**What you will do**
Please output the listing that follows exactly, but keep all images out.
#####
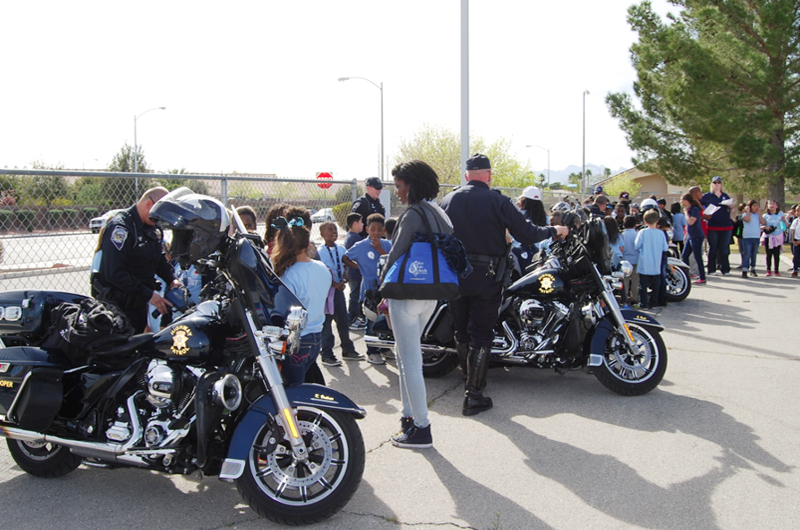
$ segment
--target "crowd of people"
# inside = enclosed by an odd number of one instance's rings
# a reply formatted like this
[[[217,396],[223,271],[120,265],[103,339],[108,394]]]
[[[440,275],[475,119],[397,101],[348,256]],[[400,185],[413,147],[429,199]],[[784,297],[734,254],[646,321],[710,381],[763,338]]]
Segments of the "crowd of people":
[[[342,364],[334,353],[334,325],[342,359],[366,360],[373,365],[396,359],[402,410],[400,432],[392,443],[399,447],[432,445],[420,336],[436,301],[382,299],[379,288],[386,271],[409,252],[419,233],[432,230],[452,235],[463,244],[473,270],[460,282],[460,297],[451,302],[450,310],[465,382],[462,413],[470,416],[493,406],[483,391],[502,298],[497,271],[507,243],[516,241],[533,253],[532,246],[538,242],[568,234],[561,226],[560,212],[547,215],[538,188],[526,188],[515,207],[491,190],[491,163],[485,155],[472,156],[465,169],[467,184],[437,204],[439,181],[430,165],[414,160],[395,166],[394,192],[408,206],[397,219],[386,219],[379,200],[383,182],[367,179],[365,194],[347,215],[342,243],[337,224],[324,222],[319,226],[322,243],[315,245],[311,241],[310,212],[285,203],[269,210],[263,240],[257,238],[275,273],[308,311],[307,325],[297,339],[299,347],[283,361],[285,383],[323,382],[318,358],[328,367]],[[623,192],[612,202],[601,187],[593,191],[583,206],[590,215],[603,219],[614,264],[627,260],[634,267],[634,274],[624,282],[623,304],[636,304],[641,309],[666,304],[669,243],[687,264],[694,264],[696,284],[705,284],[712,274],[730,274],[733,236],[742,256],[743,277],[756,276],[759,246],[765,247],[766,275],[780,275],[779,257],[785,241],[791,244],[795,256],[792,275],[797,275],[797,207],[785,215],[780,205],[769,201],[762,214],[758,202],[750,201],[739,205],[739,215],[734,219],[733,200],[723,191],[720,177],[712,178],[707,193],[694,186],[669,208],[663,198],[635,203]],[[113,217],[99,237],[93,295],[117,304],[136,332],[157,330],[158,323],[148,324],[148,313],[154,317],[169,313],[170,288],[186,286],[192,296],[199,295],[201,279],[197,272],[182,270],[169,261],[169,247],[163,245],[162,234],[148,216],[153,204],[166,193],[164,188],[147,190],[135,205]],[[244,206],[237,213],[245,229],[258,234],[256,212]],[[379,269],[381,256],[386,256],[386,263]],[[349,298],[345,296],[348,286]],[[396,341],[394,352],[370,347],[364,355],[356,350],[351,332],[373,334],[390,325]]]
#####
**Response box**
$ segment
--target "crowd of people"
# inside = enclosed by an odd number of one instance's rings
# a reply formatted like this
[[[217,396],[223,271],[120,265],[103,339],[108,394]]]
[[[440,275],[475,119],[397,101],[348,256]],[[400,185],[413,147],[429,199]],[[784,297],[734,254],[646,321],[710,381],[763,338]]]
Segments of the "crowd of people":
[[[342,364],[334,353],[334,325],[342,359],[366,360],[373,365],[396,359],[402,410],[400,432],[392,443],[399,447],[432,445],[420,336],[436,301],[382,299],[379,288],[386,271],[409,252],[419,233],[432,230],[452,235],[463,244],[473,270],[460,282],[460,297],[451,302],[450,310],[465,382],[462,413],[470,416],[493,406],[483,391],[502,298],[497,271],[507,243],[516,241],[533,253],[532,246],[538,242],[568,234],[561,226],[560,212],[547,215],[538,188],[526,188],[515,207],[491,190],[491,163],[485,155],[472,156],[465,169],[467,184],[437,204],[439,181],[430,165],[414,160],[395,166],[394,192],[408,206],[397,219],[386,219],[379,200],[383,182],[367,179],[365,194],[347,215],[342,243],[337,224],[324,222],[319,226],[322,243],[315,245],[311,241],[310,212],[285,203],[269,210],[263,240],[257,238],[275,273],[308,311],[307,325],[297,339],[299,347],[283,361],[285,383],[323,382],[318,358],[328,367]],[[623,192],[612,202],[601,187],[593,191],[583,206],[590,215],[603,219],[614,264],[627,260],[634,267],[634,274],[624,282],[623,304],[636,304],[641,309],[666,304],[669,243],[687,264],[694,264],[696,284],[705,284],[712,274],[730,274],[733,236],[742,256],[743,277],[756,276],[759,246],[765,247],[766,275],[780,275],[779,257],[785,241],[791,244],[795,256],[792,275],[797,275],[797,207],[785,215],[780,205],[769,201],[762,214],[758,202],[750,201],[739,205],[739,215],[734,219],[733,200],[723,191],[720,177],[712,178],[707,193],[694,186],[669,208],[663,198],[635,203]],[[113,217],[99,237],[93,295],[117,304],[136,332],[157,330],[158,323],[148,324],[148,313],[154,317],[169,313],[170,288],[186,286],[192,296],[199,295],[201,279],[197,272],[182,270],[169,261],[169,247],[163,245],[162,234],[148,216],[153,204],[166,193],[164,188],[147,190],[135,205]],[[244,206],[237,213],[245,229],[258,234],[256,212]],[[379,269],[381,256],[386,256],[386,263]],[[349,298],[345,296],[348,286]],[[396,341],[394,352],[370,347],[364,355],[356,350],[351,332],[373,334],[390,325]]]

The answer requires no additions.